| To do |
a) Rewrite the stretch of the captioning transcript from "Katie Ryan’s home" through "dog, you know.", putting "cushion" in place of "blanket".
b) Answer these questions from the captioning transcript:
(i) In what city and state is Katie Ryan's home office?
(ii) About how long was she on the air writing without a commercial break during the Boston Marathon bombing coverage?
(iii) What percentage of Gen Z viewers say they watch content with captions on most of the time?

| Passage shown |
☆ ☆ ☆ ☆ ☆ ☆ ☆

Search the Site

Episode Transcript

Katie Ryan’s home office in Pittsburgh, Pennsylvania, is pretty run of the mill.

RYAN: I just have a regular Ikea desk. I have a big TV up on the wall. I have a laptop stand with my laptop on it, and then I have a monitor stand that has two monitors on it. There’s a blanket on the floor for my dog, you know.

But the work she does at this desk is seen by millions of people every week.

RYAN: I’ve done the Super Bowl a handful of times, I’ve done the Olympics many times. I just did the Oscars a couple weeks ago. Any sporting event that you can think of, I’ve probably done it. Any major news event that has happened, I have probably been involved in that somehow. Presidential funerals. Presidential debates. I remember when the Boston Marathon bombing happened, the breaking news was just constant. I think I was on the air writing without a commercial break for something like three and a half hours.

Ryan is a captioner. She writes the text transcripts that appear on your TV screen when you turn on closed captioning. She does this in real-time.

RYAN: Most people think their TV just does it. They don’t realize, that there’s a person like me sitting in a room with headphones on. And people don’t realize that it’s happening live. Like, if I’m writing a news broadcast or a sporting event, maybe I have, like five seconds extra than you do when you’re hearing it. And I have to write it at the same time, and try and keep up with all the speedy talkers that are out there. 

In some ways, it’s a good business to be in. One survey found that 50 percent of Americans — and 70 percent of Gen Z viewers — say they watch content with captions on most of the time. But the industry is also rapidly changing. The nimble fingers of human captioners like Katie Ryan are up against the neural networks of artificial intelligence services.

☆ ☆ ☆ ☆ ☆ ☆ ☆

| Rows |
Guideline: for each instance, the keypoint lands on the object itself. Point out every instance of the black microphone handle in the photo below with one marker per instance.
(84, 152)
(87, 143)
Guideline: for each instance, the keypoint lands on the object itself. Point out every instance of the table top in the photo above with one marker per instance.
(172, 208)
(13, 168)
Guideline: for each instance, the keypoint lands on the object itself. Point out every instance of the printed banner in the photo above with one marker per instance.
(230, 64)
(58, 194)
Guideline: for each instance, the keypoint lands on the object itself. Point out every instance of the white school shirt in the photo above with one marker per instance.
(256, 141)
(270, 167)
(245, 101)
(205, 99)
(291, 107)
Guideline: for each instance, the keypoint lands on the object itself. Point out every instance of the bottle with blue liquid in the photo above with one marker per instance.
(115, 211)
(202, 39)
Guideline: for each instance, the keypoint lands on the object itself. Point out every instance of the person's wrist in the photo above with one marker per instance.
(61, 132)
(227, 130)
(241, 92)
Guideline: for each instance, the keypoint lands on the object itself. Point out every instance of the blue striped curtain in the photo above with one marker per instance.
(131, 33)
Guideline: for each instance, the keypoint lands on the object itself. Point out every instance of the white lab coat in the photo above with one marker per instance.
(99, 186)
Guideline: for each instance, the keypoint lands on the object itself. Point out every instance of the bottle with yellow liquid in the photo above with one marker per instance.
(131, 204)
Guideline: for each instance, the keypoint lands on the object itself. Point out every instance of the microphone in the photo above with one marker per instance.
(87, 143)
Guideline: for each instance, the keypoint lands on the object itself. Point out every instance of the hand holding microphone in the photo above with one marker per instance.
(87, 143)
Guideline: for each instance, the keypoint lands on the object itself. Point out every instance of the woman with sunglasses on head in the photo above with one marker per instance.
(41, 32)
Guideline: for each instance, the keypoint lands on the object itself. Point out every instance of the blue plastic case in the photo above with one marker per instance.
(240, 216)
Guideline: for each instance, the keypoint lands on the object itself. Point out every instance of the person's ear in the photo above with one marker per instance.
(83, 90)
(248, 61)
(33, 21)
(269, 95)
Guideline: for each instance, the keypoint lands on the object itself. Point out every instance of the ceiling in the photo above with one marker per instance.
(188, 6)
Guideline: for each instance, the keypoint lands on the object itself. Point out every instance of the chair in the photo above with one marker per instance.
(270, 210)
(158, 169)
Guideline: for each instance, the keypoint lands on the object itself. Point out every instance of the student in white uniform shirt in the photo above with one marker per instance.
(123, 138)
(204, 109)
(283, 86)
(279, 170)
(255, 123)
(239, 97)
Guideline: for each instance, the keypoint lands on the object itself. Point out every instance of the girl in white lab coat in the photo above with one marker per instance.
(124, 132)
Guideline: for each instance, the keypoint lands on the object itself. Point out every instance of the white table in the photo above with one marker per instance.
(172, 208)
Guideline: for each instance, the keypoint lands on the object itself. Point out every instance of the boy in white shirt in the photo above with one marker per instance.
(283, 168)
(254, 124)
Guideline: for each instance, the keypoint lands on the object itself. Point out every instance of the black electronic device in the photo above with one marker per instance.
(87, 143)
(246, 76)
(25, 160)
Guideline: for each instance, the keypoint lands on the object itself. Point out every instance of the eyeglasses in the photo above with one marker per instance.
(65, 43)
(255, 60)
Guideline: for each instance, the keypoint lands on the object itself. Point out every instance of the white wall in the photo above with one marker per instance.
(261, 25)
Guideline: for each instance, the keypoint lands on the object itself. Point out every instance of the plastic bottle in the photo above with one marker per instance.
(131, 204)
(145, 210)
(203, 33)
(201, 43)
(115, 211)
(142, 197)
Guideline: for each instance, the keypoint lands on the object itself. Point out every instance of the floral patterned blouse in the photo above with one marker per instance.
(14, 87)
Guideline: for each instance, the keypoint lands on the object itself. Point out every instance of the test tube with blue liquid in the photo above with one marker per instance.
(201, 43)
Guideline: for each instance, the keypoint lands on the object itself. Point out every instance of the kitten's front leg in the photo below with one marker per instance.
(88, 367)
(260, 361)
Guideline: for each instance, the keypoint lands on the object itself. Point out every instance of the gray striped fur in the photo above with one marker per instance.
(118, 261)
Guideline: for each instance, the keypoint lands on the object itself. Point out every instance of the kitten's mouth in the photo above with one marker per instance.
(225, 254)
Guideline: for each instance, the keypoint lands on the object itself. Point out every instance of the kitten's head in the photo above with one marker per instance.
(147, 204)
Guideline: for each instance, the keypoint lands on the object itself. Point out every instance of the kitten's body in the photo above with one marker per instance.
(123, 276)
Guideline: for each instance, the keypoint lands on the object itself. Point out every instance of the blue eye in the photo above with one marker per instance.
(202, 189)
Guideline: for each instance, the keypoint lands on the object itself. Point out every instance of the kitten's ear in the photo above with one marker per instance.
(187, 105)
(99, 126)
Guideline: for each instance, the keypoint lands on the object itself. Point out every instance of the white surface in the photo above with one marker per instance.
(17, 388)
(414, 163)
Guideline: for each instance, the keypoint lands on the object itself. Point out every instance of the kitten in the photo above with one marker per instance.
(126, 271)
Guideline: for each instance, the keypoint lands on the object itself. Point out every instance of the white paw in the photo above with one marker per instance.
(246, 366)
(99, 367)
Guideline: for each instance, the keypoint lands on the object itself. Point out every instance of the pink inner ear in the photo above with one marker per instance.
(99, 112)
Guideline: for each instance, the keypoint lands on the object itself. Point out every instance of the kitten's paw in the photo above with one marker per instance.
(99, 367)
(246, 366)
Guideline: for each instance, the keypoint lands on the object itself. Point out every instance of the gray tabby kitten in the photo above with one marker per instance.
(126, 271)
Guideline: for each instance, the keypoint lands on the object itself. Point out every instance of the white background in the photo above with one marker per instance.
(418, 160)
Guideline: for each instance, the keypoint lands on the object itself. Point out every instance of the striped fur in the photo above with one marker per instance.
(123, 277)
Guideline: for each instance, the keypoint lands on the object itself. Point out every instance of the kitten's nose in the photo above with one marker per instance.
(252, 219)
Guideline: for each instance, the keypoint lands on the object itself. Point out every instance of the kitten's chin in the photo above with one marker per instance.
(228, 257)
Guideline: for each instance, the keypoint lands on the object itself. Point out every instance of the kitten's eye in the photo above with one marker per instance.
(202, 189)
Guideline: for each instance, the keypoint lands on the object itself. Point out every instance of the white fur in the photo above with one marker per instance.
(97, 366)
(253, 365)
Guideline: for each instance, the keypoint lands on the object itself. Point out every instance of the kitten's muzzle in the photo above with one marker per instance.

☆ ☆ ☆ ☆ ☆ ☆ ☆

| Task answers |
a)
Katie Ryan’s home office in Pittsburgh, Pennsylvania, is pretty run of the mill.

RYAN: I just have a regular Ikea desk. I have a big TV up on the wall. I have a laptop stand with my laptop on it, and then I have a monitor stand that has two monitors on it. There’s a cushion on the floor for my dog, you know.

b)
(i) Pittsburgh, Pennsylvania
(ii) Something like three and a half hours
(iii) 70 percent